TASK DIRECTIONS:
For the material that follows, list every line containing the word "dark".
= = = = = = =
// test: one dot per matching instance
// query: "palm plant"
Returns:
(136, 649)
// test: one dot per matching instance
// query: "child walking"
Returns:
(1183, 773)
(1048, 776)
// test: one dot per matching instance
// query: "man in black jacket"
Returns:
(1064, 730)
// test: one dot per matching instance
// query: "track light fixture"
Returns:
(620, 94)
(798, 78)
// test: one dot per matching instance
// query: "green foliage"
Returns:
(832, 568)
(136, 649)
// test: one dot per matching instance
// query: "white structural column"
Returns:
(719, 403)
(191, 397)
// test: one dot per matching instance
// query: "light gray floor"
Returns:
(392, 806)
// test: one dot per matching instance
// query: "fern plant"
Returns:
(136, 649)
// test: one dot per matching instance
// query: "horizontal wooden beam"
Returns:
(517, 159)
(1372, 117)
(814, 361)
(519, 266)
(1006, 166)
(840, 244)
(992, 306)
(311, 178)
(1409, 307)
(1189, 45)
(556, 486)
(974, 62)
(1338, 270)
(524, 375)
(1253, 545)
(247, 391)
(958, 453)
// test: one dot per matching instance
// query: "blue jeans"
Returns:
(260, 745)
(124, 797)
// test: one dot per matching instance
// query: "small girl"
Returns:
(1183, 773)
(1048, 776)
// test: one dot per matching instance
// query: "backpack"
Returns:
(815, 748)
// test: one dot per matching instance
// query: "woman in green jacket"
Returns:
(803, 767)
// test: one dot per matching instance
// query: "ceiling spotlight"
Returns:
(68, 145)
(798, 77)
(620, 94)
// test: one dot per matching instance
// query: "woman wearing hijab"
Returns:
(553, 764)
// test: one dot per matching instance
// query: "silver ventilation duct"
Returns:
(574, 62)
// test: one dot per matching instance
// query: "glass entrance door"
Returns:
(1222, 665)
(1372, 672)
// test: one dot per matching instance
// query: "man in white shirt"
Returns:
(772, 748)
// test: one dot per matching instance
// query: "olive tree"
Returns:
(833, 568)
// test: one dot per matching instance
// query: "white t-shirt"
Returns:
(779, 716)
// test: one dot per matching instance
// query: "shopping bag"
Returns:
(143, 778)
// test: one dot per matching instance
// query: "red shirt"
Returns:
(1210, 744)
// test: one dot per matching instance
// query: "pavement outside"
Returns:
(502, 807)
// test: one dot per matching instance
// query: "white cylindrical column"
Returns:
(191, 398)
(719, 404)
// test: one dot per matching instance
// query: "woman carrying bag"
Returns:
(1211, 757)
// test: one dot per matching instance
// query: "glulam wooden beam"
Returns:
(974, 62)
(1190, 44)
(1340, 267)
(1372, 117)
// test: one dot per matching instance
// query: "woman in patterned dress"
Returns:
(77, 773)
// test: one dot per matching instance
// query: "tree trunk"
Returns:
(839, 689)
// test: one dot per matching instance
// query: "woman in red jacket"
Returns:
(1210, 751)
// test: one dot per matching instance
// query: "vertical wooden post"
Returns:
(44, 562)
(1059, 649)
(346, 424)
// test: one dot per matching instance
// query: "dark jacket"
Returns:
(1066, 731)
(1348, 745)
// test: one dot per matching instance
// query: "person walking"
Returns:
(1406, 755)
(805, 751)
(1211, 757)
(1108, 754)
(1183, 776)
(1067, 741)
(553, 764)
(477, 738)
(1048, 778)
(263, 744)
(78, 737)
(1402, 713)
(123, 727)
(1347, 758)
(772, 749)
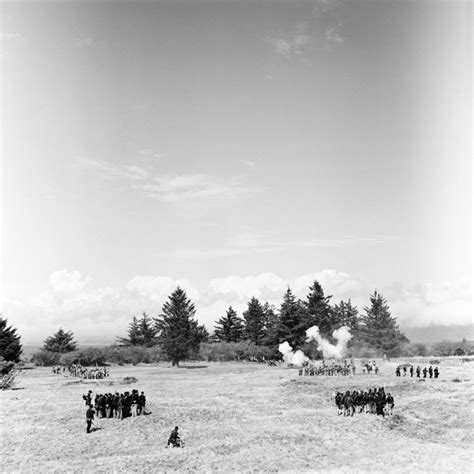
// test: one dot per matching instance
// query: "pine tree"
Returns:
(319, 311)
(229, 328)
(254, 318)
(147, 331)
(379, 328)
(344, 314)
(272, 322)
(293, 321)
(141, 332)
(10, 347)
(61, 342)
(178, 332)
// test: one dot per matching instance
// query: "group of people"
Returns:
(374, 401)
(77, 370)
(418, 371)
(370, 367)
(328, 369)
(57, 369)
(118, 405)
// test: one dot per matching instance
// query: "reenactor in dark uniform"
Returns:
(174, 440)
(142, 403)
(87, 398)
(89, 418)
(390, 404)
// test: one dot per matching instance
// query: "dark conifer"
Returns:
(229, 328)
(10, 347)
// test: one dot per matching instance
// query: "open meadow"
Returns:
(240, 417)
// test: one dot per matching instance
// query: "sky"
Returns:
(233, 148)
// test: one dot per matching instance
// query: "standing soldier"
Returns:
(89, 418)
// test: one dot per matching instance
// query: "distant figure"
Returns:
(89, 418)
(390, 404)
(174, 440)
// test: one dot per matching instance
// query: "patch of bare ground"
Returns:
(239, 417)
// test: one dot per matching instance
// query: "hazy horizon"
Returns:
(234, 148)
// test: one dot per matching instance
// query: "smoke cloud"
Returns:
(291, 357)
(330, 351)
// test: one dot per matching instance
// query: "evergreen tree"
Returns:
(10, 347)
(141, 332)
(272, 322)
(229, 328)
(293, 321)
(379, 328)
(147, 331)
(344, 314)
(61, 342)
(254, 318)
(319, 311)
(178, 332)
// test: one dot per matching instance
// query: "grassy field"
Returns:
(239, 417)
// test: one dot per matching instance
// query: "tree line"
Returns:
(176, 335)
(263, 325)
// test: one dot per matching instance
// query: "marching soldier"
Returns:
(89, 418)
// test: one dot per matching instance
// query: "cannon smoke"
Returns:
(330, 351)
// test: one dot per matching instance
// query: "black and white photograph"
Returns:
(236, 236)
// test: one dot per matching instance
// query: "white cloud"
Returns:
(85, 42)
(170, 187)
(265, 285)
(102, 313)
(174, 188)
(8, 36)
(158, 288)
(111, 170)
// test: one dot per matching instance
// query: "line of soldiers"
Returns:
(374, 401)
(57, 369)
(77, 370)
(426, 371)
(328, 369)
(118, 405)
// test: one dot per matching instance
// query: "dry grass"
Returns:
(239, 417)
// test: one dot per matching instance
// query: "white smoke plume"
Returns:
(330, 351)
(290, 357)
= = = = = = =
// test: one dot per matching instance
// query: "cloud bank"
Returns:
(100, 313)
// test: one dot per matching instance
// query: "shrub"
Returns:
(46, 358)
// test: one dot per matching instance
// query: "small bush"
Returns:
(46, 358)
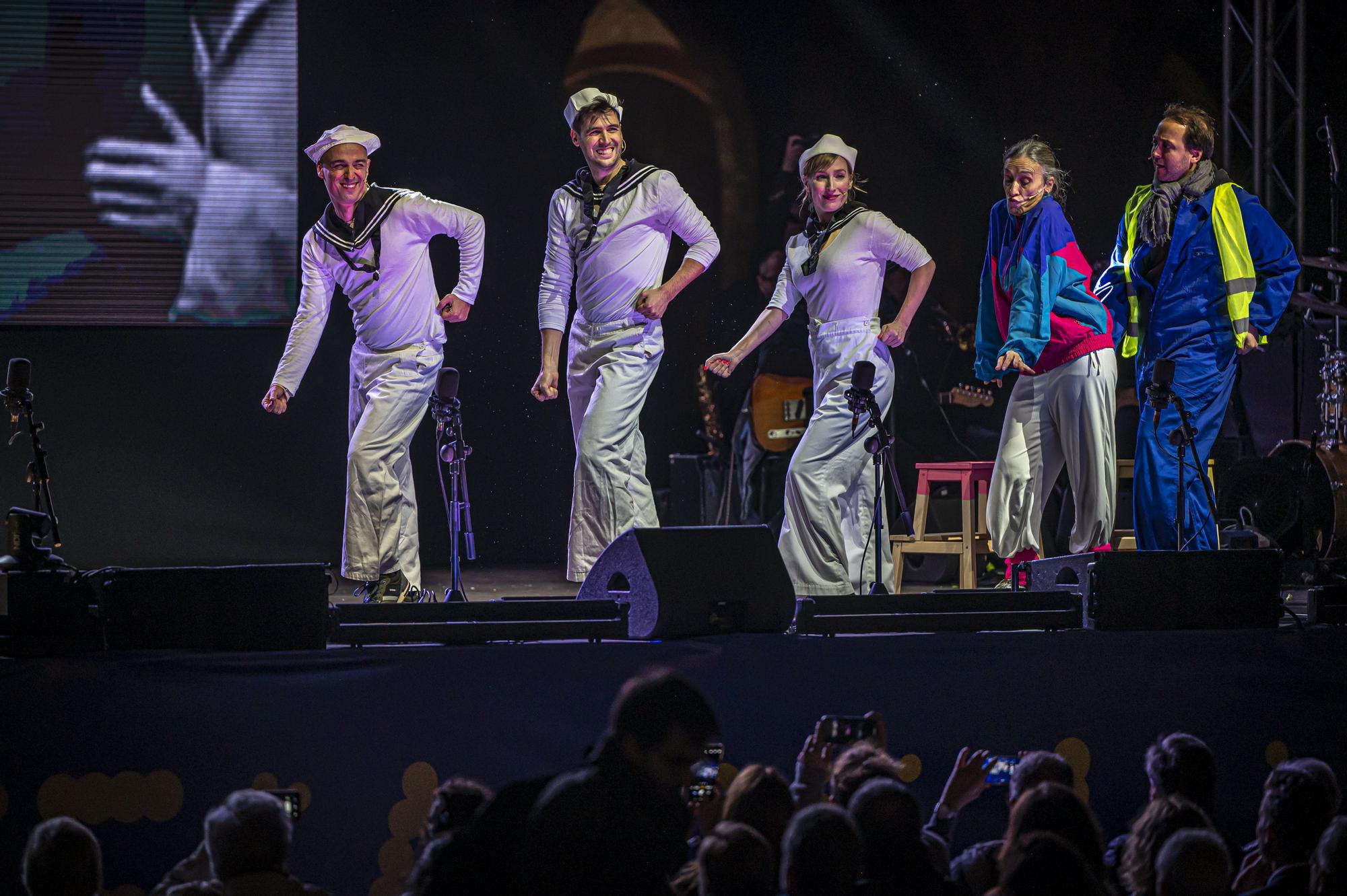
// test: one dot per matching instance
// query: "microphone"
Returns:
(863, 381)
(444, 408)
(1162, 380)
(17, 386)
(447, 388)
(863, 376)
= = = = = = =
OUTPUT:
// query: "dark jacket"
// query: "reenactor in dark uniform"
// query: "dark conifer"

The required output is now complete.